[EXTRACTED MATERIAL]
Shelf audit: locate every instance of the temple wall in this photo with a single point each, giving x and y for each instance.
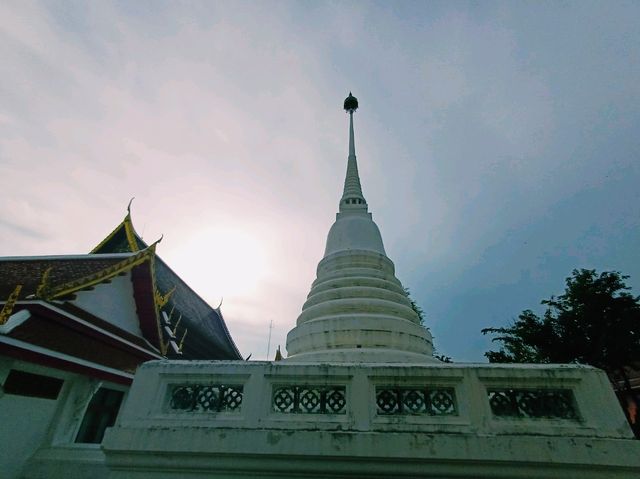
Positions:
(113, 300)
(259, 419)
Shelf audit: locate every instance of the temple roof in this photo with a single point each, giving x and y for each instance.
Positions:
(207, 335)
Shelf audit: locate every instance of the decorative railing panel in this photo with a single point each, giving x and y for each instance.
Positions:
(205, 397)
(310, 399)
(419, 401)
(533, 403)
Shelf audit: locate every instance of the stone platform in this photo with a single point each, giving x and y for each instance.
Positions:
(267, 419)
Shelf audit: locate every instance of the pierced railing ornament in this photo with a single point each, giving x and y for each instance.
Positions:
(310, 399)
(418, 401)
(206, 398)
(533, 403)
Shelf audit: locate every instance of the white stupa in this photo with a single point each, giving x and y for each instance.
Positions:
(360, 395)
(357, 310)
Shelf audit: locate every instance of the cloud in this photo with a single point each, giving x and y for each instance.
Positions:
(483, 133)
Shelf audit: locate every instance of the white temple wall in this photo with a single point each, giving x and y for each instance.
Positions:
(38, 435)
(26, 422)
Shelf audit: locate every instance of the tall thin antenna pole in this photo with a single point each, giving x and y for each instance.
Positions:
(269, 342)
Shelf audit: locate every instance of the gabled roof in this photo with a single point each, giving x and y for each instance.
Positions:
(55, 279)
(188, 322)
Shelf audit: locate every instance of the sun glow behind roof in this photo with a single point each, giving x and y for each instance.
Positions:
(222, 262)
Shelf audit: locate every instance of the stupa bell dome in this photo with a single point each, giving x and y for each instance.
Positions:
(357, 310)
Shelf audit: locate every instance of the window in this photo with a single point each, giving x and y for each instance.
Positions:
(101, 414)
(33, 385)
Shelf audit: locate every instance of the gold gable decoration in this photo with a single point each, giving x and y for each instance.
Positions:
(5, 313)
(45, 291)
(163, 299)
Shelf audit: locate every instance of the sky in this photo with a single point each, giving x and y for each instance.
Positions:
(498, 145)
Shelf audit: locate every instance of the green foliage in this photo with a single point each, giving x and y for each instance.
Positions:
(443, 358)
(418, 310)
(594, 322)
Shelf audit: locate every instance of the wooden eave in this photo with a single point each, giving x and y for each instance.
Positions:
(56, 330)
(126, 228)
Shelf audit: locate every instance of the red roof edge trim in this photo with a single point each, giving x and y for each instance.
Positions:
(62, 364)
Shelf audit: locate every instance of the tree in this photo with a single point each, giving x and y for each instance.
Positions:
(596, 321)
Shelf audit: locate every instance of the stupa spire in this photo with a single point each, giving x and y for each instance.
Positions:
(352, 197)
(357, 310)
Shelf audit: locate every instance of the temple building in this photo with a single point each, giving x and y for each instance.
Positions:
(74, 329)
(358, 395)
(361, 395)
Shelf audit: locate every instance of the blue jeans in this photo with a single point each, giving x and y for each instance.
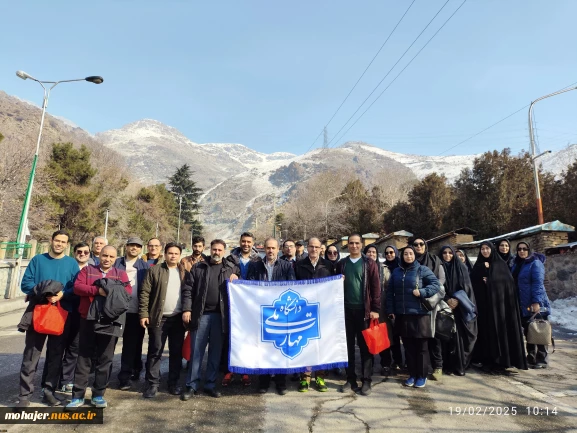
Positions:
(209, 331)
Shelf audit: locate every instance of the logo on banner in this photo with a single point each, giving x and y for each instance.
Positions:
(290, 322)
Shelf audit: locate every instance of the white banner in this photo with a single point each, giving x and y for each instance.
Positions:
(287, 326)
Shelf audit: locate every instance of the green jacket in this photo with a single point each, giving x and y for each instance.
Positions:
(153, 293)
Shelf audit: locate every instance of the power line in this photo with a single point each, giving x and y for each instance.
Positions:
(402, 70)
(494, 124)
(363, 74)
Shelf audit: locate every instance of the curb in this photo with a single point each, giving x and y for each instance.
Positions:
(10, 305)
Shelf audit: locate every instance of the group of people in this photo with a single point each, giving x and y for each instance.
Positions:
(492, 303)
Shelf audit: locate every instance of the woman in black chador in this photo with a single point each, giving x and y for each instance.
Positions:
(500, 336)
(460, 297)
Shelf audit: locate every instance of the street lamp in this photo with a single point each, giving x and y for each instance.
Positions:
(327, 213)
(533, 152)
(21, 236)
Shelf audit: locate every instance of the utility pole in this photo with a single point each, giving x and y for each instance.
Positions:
(534, 151)
(106, 225)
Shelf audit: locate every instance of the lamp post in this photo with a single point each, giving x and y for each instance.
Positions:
(534, 151)
(21, 236)
(327, 213)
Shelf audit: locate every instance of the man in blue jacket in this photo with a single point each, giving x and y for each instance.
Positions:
(131, 359)
(53, 265)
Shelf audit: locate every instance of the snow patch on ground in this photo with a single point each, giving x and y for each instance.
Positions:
(564, 313)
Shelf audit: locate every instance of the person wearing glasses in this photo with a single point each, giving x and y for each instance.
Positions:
(434, 264)
(153, 254)
(529, 275)
(82, 256)
(409, 284)
(53, 265)
(311, 267)
(133, 336)
(362, 303)
(98, 243)
(499, 343)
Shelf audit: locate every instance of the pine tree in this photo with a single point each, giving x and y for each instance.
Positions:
(182, 186)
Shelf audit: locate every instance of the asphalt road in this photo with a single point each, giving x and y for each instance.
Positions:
(497, 403)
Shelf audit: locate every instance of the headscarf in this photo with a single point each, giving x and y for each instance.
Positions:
(427, 259)
(467, 261)
(456, 274)
(334, 262)
(508, 257)
(392, 264)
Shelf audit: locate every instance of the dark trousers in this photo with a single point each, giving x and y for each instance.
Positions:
(355, 324)
(264, 381)
(34, 343)
(209, 333)
(417, 354)
(173, 329)
(393, 354)
(132, 338)
(102, 347)
(71, 348)
(436, 353)
(536, 353)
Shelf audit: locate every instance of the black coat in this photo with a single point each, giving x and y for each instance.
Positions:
(283, 271)
(38, 296)
(195, 287)
(109, 312)
(304, 269)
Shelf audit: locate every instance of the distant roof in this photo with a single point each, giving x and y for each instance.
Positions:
(555, 226)
(371, 236)
(403, 233)
(461, 231)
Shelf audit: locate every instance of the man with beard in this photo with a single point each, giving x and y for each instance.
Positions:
(425, 258)
(54, 265)
(205, 308)
(197, 256)
(133, 336)
(271, 269)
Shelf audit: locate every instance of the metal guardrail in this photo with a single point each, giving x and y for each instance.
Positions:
(12, 250)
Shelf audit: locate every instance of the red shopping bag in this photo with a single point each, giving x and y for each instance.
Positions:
(49, 319)
(377, 337)
(186, 347)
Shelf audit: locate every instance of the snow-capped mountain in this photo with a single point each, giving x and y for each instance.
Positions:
(239, 183)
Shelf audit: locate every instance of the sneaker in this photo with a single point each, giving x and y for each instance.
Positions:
(50, 399)
(75, 403)
(321, 385)
(245, 380)
(227, 379)
(420, 382)
(303, 386)
(409, 382)
(98, 402)
(150, 392)
(349, 386)
(437, 374)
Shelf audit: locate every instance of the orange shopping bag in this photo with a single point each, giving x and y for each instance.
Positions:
(377, 337)
(186, 347)
(49, 319)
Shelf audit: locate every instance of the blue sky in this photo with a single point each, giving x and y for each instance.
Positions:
(270, 74)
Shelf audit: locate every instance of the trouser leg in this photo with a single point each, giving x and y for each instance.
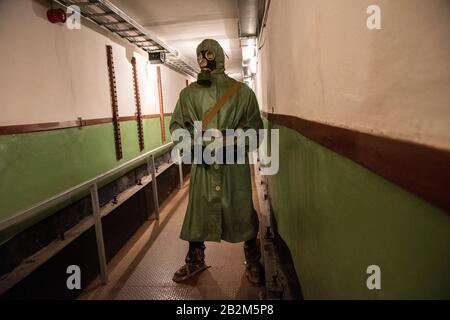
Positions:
(252, 251)
(253, 268)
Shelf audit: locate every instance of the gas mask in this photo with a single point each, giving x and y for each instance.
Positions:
(207, 62)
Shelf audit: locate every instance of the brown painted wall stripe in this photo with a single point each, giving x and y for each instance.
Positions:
(417, 168)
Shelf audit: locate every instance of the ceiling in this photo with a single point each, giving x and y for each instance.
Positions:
(184, 24)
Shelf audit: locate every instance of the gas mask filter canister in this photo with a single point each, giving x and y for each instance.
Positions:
(207, 62)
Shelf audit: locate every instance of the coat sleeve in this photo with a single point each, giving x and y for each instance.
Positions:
(253, 114)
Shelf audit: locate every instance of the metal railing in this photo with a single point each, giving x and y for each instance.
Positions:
(92, 186)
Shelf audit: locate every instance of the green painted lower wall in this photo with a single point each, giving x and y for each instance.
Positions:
(338, 218)
(36, 166)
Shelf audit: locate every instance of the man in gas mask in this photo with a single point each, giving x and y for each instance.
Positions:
(220, 198)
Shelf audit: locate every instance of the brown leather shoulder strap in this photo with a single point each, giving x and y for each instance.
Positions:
(214, 110)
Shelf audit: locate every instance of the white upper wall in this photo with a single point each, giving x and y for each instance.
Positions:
(50, 73)
(320, 62)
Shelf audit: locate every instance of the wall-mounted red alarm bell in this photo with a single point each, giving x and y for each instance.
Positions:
(56, 15)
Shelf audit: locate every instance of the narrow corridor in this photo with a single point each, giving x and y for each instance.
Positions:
(143, 269)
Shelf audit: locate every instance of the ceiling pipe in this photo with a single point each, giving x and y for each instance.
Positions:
(249, 12)
(248, 18)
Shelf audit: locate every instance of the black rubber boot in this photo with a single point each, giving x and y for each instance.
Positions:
(253, 268)
(195, 262)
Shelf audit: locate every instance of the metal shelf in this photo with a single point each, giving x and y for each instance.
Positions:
(111, 18)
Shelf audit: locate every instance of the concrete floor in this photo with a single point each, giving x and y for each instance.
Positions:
(143, 269)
[/EXTRACTED MATERIAL]
### YOUR INSTRUCTIONS
Only one thing belongs in the answer: the number of lines of the data that contain the string "wall".

### COMPLETED EXERCISE
6